_Work to complete_:
Rewrite the records in full, swapping every "one dot per instance" for "one point per instance" and leaving everything else as it is.

_Records supplied_:
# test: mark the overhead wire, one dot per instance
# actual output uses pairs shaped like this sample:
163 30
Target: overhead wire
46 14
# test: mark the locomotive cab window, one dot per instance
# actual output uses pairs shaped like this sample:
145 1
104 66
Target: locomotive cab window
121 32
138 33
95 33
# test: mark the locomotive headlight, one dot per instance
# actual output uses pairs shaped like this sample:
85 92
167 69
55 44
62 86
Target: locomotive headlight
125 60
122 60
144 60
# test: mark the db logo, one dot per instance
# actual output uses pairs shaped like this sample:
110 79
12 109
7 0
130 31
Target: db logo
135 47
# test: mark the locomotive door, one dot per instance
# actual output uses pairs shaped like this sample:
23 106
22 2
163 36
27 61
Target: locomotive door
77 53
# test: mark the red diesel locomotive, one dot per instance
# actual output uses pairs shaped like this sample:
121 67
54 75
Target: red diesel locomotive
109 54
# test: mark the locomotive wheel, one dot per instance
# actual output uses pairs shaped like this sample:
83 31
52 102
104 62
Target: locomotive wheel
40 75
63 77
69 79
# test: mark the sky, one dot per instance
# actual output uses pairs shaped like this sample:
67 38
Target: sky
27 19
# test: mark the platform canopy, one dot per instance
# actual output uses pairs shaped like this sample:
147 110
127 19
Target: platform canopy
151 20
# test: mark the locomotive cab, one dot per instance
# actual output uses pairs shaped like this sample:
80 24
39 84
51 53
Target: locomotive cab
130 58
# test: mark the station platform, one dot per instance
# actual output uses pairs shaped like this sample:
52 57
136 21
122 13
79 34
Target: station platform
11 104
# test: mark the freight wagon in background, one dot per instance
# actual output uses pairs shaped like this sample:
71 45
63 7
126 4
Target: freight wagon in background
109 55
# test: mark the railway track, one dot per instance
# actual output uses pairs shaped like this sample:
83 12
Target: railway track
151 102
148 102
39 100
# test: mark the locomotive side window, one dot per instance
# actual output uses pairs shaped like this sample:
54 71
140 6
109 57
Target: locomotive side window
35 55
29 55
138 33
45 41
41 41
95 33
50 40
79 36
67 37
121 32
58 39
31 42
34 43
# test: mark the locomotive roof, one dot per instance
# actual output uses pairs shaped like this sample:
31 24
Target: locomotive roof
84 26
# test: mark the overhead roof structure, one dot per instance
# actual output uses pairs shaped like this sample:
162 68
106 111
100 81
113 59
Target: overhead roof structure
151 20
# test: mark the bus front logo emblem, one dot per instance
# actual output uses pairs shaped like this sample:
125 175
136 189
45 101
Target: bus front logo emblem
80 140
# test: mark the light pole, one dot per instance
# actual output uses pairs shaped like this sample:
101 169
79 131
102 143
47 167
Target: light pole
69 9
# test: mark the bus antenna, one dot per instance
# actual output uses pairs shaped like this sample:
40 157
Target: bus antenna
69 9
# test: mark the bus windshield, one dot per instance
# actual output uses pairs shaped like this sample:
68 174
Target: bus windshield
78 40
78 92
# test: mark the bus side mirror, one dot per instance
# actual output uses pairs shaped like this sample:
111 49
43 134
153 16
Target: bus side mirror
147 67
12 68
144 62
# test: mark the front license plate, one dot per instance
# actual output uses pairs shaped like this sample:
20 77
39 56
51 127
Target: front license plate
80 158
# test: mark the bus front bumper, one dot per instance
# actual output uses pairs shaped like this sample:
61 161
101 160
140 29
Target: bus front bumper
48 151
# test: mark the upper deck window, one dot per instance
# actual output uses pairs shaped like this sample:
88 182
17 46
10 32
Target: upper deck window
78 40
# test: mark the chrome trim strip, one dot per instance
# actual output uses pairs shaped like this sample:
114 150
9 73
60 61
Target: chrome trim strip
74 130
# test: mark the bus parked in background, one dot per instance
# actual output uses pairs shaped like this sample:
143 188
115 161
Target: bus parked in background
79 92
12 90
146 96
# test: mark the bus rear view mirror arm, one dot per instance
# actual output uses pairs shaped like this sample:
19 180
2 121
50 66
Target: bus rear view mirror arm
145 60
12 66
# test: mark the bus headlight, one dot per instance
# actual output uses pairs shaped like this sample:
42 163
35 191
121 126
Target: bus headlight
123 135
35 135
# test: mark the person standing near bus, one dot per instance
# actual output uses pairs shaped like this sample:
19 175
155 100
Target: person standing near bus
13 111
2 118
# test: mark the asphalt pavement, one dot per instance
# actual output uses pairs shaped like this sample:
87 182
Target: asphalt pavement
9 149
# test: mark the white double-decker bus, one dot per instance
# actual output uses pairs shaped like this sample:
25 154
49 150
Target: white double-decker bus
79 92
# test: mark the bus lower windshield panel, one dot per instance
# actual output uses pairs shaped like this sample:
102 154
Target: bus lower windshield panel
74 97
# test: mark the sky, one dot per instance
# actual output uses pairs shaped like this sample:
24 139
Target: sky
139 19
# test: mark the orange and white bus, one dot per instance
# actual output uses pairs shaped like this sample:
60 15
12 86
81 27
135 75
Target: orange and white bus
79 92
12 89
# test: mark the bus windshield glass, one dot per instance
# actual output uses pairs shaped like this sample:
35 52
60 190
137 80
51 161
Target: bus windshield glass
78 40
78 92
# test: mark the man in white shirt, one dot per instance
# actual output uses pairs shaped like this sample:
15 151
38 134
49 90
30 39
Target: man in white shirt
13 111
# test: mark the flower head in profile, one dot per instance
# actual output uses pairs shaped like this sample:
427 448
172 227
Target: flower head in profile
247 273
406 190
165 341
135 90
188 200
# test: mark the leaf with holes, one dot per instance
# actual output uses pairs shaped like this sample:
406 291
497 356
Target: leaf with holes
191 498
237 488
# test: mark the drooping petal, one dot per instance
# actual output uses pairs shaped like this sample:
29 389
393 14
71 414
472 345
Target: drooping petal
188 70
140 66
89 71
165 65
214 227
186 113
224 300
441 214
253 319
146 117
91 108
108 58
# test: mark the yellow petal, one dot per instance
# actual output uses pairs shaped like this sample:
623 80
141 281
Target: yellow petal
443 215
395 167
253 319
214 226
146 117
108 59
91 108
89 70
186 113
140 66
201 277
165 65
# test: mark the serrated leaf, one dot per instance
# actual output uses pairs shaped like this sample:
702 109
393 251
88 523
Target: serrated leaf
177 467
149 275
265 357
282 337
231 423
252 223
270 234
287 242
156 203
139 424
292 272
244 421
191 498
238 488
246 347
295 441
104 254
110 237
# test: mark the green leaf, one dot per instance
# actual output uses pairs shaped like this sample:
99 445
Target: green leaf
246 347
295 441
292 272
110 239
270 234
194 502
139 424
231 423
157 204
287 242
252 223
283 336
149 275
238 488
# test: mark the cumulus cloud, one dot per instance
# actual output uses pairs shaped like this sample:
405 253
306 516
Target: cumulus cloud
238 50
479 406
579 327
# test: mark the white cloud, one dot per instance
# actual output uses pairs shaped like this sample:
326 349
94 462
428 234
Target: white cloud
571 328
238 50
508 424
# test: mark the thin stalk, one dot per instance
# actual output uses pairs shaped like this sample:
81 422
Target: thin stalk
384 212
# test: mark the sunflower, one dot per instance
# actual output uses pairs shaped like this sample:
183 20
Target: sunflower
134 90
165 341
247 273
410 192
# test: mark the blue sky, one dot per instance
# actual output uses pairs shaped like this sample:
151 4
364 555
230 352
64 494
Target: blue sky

_Response to the exercise_:
# test: mark the overhead wire, one point per instance
# actual output uses pairs shaped like this sample:
163 30
Target: overhead wire
46 14
# test: mark the locomotive cab window, one point per instance
# actual output uses pairs shaped like this sample:
145 1
104 66
Target: locomotive cab window
121 32
138 33
95 33
# test: mark the locomotive headlight, one point per instance
# actual output uses pairs shaped like this sample:
85 92
167 69
55 44
62 86
Target: locomotive headlight
125 60
122 60
144 60
# test: mark the db logo, one point per instance
# actual output uses pairs shaped like this sample:
110 79
12 109
7 0
130 31
Target: db logo
135 47
# test: mark the locomotive door, one point per instance
# actual output uses pairs shaped like this sample:
23 106
22 2
163 36
27 61
Target: locomotive door
77 53
# test: mark the red diesel locomotive, one point per instance
# actual output uses pairs shaped like this sample:
121 67
54 75
Target: red diesel locomotive
109 54
# test: mark the locomotive wheel, one point per instance
# actual output uses pairs shaped like this sample:
83 31
52 102
104 62
Target: locomotive wheel
40 75
63 77
69 79
# test: mark the sky, one point per instance
# actual output uses pairs shaped like this sample:
67 38
Target: sky
27 19
# test: mark the platform canopy, one point per instance
# actual output uses pairs shaped like this sample:
147 110
127 19
Target: platform canopy
151 20
# test: mark the locomotive cab, one point per instance
# actual output uses pairs shaped like this sample:
80 24
39 84
51 53
Target: locomotive cab
130 58
# test: mark the station platform, one point per instance
# actual output uses pairs shaped like this sample:
52 57
136 21
122 13
79 34
Target: station platform
11 104
# test: mark the freight wagon in background, one point per instance
# actual output uses pairs shaped like this sample:
71 45
63 7
126 4
Target: freight wagon in background
109 55
# test: mark the railway track, one point per instance
# actual output uses pairs shaped like this sample:
83 12
Target: railway track
151 102
148 102
39 100
# test: mark the locomotive side window, one point per instance
# actual output uses pairs shaped like this sample:
54 71
140 6
109 57
Target: locomotive side window
35 55
29 55
138 33
45 41
41 41
95 33
50 40
79 36
67 37
121 32
58 39
31 42
34 43
# test: mark the locomotive roof, one point per instance
# actual output uses pairs shaped like this sample:
31 24
Target: locomotive roof
84 26
# test: mark the overhead roof structure, one point per instance
# actual output uses pairs shaped like this sample:
162 68
106 111
100 81
113 59
Target: overhead roof structure
151 20
# test: mark the bus front logo emblem, one point per instance
# actual output uses pairs shaped like this sample:
125 175
136 189
45 101
Target: bus front logo emblem
80 140
# test: mark the light pole, one point per instance
# actual output uses pairs shaped like this sample:
101 169
79 131
102 143
47 167
Target: light pole
69 9
# test: mark the bus antenna, one point per instance
# actual output uses pairs shaped like this sample:
40 157
Target: bus antenna
69 9
# test: mark the bus windshield, one point per instance
# actual output uses pairs shaped like this sample:
68 174
Target: bus windshield
78 40
78 92
# test: mark the bus side mirror, one point per instance
# actual output uses pairs shaped like this sample:
111 49
43 134
153 16
Target: bus side mirror
147 67
12 68
144 62
# test: mark the front license plate, one point per instance
# actual output uses pairs shaped like this sample:
20 77
39 56
51 127
Target: front license plate
80 158
# test: mark the bus front bumper, one point per instance
# actual output uses pairs shaped like this sample:
61 161
101 160
140 29
Target: bus front bumper
48 151
# test: mark the upper deck window, one point per instance
# actual output uses pairs shaped like this sample:
88 182
17 46
10 32
Target: upper deck window
78 40
# test: mark the chrome trim strip, one point per instance
# actual output uses pairs shaped like this sample:
114 150
9 73
60 61
Target: chrome trim strip
74 130
# test: mark the bus parked in background, one point per instance
# actual output uses pairs shaped like this sample:
143 188
115 161
Target: bus parked in background
79 92
12 90
146 96
# test: mark the bus rear view mirror arm, one point per instance
# actual output uses pairs shaped like this sample:
19 180
2 121
50 66
Target: bus rear view mirror arm
145 60
12 66
# test: mark the bus headlight, one point per instance
# actual output uses pairs shaped like this sample:
42 163
35 191
121 126
Target: bus headlight
123 135
35 135
# test: mark the person standing near bus, one point per instance
# actual output uses pairs shaped like this sample:
19 175
155 100
Target: person standing near bus
13 111
2 118
# test: mark the asphalt pavement, one point per instance
# actual output uses pairs shaped like this sample:
87 182
Target: asphalt pavement
9 149
# test: mark the white double-decker bus, one point per instance
# actual output uses pairs shaped like this sample:
25 154
49 150
Target: white double-decker bus
79 92
# test: mark the bus lower windshield panel, one point per instance
# actual output uses pairs shaped like this sample:
102 154
Target: bus lower windshield panel
74 97
# test: mark the sky, one point per instance
# actual output uses pairs shaped like this sample:
24 139
Target: sky
139 19
# test: mark the orange and white bus, one point per instance
# actual output uses pairs shaped like this sample:
60 15
12 86
81 27
135 75
Target: orange and white bus
79 92
12 89
# test: mark the bus windshield glass, one point per instance
# actual output uses pairs shaped like this sample:
35 52
60 190
137 80
51 161
Target: bus windshield glass
78 40
78 92
# test: mark the man in white shirt, one point per instance
# actual output uses pairs shaped like this sample:
15 151
38 134
49 90
30 39
Target: man in white shirt
13 111
# test: mark the flower head in profile, one point per instance
# actual output uses pairs shaped like this sample:
427 448
172 227
Target: flower head in profile
247 273
406 190
165 341
135 90
188 200
# test: mark the leaf with holes, one point per instance
# actual output uses pairs shaped like this sample:
406 291
497 356
Target: leaf with holes
191 498
237 488
# test: mark the drooping petal, one point per instance
# actual output uses pairs shaped like this sample:
29 389
393 14
71 414
472 345
Target: drooping petal
188 70
140 66
89 71
165 65
214 227
186 113
224 300
441 214
253 319
146 117
91 108
108 58
# test: mark the yellow petal, one point per instance
# actual output uses pairs shaped like this sample:
623 80
141 281
Target: yellow petal
443 215
395 167
253 319
214 226
146 117
108 59
91 108
89 70
186 113
140 66
201 277
165 65
# test: mark the serrated leaf, one point per instance
# actual output uses pairs shaped like this sample:
702 109
393 251
88 523
Target: serrated leaf
177 467
149 275
265 357
282 337
231 423
252 223
270 234
287 242
156 203
139 424
292 272
244 421
191 498
238 488
246 347
295 441
104 254
110 237
# test: mark the green leaf, one point per instance
# actual output uses pairs shaped like this sample:
99 445
Target: green leaf
246 347
295 441
292 272
110 239
270 234
194 502
139 424
231 423
157 204
287 242
252 223
283 336
149 275
238 488
# test: mark the cumulus cloud, one point per instance
# actual output uses pairs shaped like this sample:
405 253
306 516
Target: cumulus cloud
238 50
479 406
579 327
# test: mark the white cloud, one point per instance
# actual output uses pairs shaped like this sample:
326 349
94 462
428 234
Target: white cloud
571 328
238 50
508 424
# test: mark the thin stalk, one point per instance
# actual output uses pairs shaped like this sample:
81 422
Target: thin stalk
384 212
# test: mark the sunflower, one point per instance
# actual output uses pairs shaped like this sample:
183 20
Target: sunflower
134 90
165 341
247 273
410 192
# test: mark the blue sky, one point per instance
# actual output uses pairs shaped like this sample:
151 4
364 555
230 352
64 494
Target: blue sky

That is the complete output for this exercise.